Job item =>
Copy out verbatim everything from the start of the records down to the line containing "positive clicks: (37, 216) (21, 259)", including that line. Leave the pictures out of your answer.

Material supplied =>
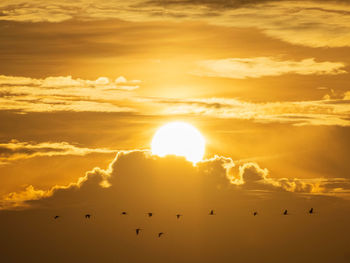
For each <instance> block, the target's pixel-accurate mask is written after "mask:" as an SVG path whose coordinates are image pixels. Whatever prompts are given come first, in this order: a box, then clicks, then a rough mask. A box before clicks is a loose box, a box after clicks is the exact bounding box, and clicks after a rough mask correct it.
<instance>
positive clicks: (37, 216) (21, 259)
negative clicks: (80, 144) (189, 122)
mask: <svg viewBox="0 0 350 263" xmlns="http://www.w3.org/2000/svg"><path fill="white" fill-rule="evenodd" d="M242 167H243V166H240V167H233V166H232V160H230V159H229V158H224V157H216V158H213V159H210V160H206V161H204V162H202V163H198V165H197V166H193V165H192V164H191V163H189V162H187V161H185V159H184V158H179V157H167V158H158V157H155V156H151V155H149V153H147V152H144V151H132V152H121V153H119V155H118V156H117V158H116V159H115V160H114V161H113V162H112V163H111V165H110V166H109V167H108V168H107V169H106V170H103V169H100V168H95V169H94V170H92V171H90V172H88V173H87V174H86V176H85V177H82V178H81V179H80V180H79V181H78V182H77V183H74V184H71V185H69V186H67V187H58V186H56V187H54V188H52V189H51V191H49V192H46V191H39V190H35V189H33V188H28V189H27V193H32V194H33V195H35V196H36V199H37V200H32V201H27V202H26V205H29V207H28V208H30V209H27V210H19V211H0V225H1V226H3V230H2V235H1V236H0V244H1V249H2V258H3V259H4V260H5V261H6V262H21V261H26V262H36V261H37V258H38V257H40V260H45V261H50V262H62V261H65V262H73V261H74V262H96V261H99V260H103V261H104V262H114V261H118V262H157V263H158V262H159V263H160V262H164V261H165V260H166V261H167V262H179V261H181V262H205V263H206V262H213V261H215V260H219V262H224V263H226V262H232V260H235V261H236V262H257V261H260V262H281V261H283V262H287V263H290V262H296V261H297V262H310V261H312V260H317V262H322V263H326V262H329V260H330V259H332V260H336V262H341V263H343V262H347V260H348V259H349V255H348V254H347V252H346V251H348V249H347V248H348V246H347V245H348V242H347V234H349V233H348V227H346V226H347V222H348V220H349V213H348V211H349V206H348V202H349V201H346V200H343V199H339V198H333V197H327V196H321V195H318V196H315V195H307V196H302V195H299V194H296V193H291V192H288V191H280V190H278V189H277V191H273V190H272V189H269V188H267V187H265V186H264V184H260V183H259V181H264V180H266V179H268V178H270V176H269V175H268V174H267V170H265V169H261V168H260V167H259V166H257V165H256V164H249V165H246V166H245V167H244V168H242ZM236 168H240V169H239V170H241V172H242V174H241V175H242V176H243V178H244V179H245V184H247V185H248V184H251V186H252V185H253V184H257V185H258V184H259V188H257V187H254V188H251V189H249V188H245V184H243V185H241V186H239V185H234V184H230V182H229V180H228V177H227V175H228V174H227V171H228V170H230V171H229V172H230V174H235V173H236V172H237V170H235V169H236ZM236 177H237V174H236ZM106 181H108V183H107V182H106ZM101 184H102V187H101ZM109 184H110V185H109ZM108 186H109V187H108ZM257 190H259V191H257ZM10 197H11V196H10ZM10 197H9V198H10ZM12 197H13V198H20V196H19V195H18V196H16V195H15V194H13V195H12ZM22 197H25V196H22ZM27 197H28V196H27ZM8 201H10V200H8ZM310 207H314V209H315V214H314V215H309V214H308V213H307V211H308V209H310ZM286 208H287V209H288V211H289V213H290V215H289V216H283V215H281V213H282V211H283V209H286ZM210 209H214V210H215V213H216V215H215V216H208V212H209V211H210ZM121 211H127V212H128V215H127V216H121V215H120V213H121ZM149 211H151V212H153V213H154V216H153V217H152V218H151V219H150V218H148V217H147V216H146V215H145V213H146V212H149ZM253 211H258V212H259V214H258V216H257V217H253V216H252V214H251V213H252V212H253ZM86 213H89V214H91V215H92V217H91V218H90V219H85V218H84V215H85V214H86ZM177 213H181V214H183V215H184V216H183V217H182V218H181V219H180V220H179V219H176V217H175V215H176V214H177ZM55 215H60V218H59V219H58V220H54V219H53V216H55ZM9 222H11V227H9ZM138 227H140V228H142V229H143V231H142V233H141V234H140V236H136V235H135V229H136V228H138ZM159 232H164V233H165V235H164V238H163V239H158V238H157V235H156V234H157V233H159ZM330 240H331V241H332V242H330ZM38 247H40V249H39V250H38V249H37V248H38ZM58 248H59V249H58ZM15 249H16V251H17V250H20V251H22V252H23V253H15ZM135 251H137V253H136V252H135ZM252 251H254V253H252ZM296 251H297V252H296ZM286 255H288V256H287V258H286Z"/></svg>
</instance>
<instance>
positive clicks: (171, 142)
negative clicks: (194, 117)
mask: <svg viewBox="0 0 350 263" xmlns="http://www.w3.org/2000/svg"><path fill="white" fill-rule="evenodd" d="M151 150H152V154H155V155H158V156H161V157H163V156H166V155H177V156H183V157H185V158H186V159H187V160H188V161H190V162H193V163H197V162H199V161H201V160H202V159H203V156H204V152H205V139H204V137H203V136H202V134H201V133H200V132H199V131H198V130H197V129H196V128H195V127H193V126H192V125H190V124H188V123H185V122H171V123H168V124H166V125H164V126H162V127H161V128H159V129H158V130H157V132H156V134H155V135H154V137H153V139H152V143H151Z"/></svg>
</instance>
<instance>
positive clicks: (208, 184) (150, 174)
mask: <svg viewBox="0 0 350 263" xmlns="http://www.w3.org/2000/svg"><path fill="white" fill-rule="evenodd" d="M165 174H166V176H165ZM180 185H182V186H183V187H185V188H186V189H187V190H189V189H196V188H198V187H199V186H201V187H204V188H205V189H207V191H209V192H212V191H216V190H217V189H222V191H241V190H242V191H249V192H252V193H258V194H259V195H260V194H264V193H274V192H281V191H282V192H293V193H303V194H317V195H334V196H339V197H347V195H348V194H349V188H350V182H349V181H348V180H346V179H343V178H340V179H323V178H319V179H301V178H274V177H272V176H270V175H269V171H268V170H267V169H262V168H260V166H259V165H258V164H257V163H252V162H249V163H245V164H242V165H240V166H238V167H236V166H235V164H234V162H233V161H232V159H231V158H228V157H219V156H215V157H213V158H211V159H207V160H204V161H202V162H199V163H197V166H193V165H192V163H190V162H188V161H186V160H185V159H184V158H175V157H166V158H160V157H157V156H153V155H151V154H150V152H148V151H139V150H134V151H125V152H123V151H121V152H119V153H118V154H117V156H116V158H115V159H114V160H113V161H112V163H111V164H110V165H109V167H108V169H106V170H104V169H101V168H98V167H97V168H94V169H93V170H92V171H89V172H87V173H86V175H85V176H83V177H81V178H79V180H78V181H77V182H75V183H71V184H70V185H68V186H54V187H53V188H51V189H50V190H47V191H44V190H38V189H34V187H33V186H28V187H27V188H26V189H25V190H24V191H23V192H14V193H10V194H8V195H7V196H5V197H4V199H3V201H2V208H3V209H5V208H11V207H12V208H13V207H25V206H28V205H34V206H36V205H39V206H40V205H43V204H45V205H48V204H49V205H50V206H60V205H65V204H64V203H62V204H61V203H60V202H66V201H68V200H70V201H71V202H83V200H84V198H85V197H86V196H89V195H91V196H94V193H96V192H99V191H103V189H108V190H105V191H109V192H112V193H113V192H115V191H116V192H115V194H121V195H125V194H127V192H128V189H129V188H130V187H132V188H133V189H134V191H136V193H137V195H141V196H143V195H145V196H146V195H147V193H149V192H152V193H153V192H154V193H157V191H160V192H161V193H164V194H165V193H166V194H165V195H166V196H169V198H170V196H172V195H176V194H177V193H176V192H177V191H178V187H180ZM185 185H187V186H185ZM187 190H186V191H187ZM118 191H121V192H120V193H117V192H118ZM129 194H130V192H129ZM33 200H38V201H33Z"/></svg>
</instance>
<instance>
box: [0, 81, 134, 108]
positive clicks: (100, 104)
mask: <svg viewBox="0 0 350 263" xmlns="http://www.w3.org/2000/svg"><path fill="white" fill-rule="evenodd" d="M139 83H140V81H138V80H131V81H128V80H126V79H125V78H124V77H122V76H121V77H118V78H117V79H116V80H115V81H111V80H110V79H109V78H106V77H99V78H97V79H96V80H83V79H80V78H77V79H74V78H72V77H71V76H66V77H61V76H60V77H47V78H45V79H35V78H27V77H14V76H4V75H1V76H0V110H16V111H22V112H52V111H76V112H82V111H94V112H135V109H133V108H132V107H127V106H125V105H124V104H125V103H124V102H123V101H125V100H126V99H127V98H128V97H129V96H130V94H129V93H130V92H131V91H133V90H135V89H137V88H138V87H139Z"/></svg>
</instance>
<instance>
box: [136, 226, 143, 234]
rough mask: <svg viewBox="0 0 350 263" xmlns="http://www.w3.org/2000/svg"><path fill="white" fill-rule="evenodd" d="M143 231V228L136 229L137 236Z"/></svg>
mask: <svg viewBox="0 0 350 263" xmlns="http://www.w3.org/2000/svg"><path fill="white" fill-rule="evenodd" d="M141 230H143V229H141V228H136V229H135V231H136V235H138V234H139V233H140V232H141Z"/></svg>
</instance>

Task output =>
For each <instance> block, the target's pixel-accurate mask is written after "mask:" as an SVG path whose coordinates are image pixels. Whatever prompts are given come first, in this order: a box, then clicks, then a rough mask. A box before clicks is a loose box, a box after clicks is the exact bounding box, and clicks after a rough mask correct it.
<instance>
positive clicks: (37, 216) (21, 259)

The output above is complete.